* [The task]
Please reproduce every row below character for character.
——————
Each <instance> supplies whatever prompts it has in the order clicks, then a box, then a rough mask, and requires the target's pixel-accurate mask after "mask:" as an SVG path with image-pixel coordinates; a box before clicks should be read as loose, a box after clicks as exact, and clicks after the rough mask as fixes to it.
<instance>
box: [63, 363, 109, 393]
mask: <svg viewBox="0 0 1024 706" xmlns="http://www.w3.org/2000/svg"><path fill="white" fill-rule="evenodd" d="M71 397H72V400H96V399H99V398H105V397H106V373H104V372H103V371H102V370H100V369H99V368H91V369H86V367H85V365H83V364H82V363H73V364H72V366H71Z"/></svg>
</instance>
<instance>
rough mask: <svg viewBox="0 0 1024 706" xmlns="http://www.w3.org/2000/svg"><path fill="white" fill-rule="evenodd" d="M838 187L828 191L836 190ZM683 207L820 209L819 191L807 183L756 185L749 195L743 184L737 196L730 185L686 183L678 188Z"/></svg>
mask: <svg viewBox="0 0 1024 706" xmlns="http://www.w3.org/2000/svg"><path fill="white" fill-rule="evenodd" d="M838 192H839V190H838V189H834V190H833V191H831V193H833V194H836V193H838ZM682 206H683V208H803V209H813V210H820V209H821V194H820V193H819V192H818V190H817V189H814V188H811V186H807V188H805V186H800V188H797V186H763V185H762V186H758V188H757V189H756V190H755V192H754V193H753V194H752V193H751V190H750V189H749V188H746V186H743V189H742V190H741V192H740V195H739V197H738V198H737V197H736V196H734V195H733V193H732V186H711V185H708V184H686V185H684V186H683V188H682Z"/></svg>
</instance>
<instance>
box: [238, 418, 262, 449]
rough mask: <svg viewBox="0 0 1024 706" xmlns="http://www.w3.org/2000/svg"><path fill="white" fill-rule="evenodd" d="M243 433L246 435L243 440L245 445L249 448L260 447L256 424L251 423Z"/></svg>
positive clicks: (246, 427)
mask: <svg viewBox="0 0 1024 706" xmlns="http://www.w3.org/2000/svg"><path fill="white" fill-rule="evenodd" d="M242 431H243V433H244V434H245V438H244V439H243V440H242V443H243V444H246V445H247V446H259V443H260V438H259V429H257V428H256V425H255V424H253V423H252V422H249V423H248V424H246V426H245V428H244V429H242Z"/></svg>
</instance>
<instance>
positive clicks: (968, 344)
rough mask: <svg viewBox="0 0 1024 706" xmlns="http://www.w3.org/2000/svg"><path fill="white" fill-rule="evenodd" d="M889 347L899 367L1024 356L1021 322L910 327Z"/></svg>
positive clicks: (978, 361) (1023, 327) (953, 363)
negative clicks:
——————
* [Completed task]
Each <instance> supplies whatever prompts it has in the order clicks, then a box, then a rough mask, and requires the target's pixel-accurate mask after "mask:" as an SVG path with image-pixel coordinates; a box before clicks should be read as loose, a box after clicks as exact, and clicks after the rough mask as fixes to it.
<instance>
box: [63, 363, 109, 393]
mask: <svg viewBox="0 0 1024 706" xmlns="http://www.w3.org/2000/svg"><path fill="white" fill-rule="evenodd" d="M71 397H72V400H96V399H99V398H105V397H106V373H104V372H103V371H102V370H100V369H99V368H91V369H86V367H85V365H83V364H82V363H73V364H72V366H71Z"/></svg>
</instance>
<instance>
rough mask: <svg viewBox="0 0 1024 706" xmlns="http://www.w3.org/2000/svg"><path fill="white" fill-rule="evenodd" d="M838 187L828 191L836 190ZM683 207L820 209L819 191L807 183L756 185L749 195L743 184L737 196L730 185L686 183L678 188Z"/></svg>
mask: <svg viewBox="0 0 1024 706" xmlns="http://www.w3.org/2000/svg"><path fill="white" fill-rule="evenodd" d="M838 192H839V190H838V189H834V190H833V191H831V193H833V194H836V193H838ZM682 206H683V208H803V209H813V210H820V209H821V194H820V193H819V192H818V190H817V189H814V188H811V186H807V188H805V186H800V188H797V186H763V185H762V186H758V188H757V189H756V190H755V192H754V193H753V194H752V193H751V190H750V189H749V188H746V186H743V189H742V190H741V192H740V195H739V197H738V198H737V197H736V196H734V195H733V193H732V186H711V185H708V184H686V185H684V186H683V188H682Z"/></svg>
</instance>
<instance>
box: [238, 418, 262, 449]
rough mask: <svg viewBox="0 0 1024 706" xmlns="http://www.w3.org/2000/svg"><path fill="white" fill-rule="evenodd" d="M243 433L246 435L243 440L245 445L249 448L260 447L256 424L251 423Z"/></svg>
positive clicks: (246, 427)
mask: <svg viewBox="0 0 1024 706" xmlns="http://www.w3.org/2000/svg"><path fill="white" fill-rule="evenodd" d="M242 431H243V433H244V434H245V438H244V439H243V440H242V443H243V444H246V445H247V446H259V443H260V438H259V429H257V428H256V425H255V424H253V423H252V422H249V423H248V424H246V426H245V428H244V429H242Z"/></svg>
</instance>
<instance>
positive clicks: (968, 344)
rough mask: <svg viewBox="0 0 1024 706" xmlns="http://www.w3.org/2000/svg"><path fill="white" fill-rule="evenodd" d="M889 347L899 367L1024 356L1021 322L910 327Z"/></svg>
positive clicks: (978, 361) (1023, 327) (953, 363)
negative clicks:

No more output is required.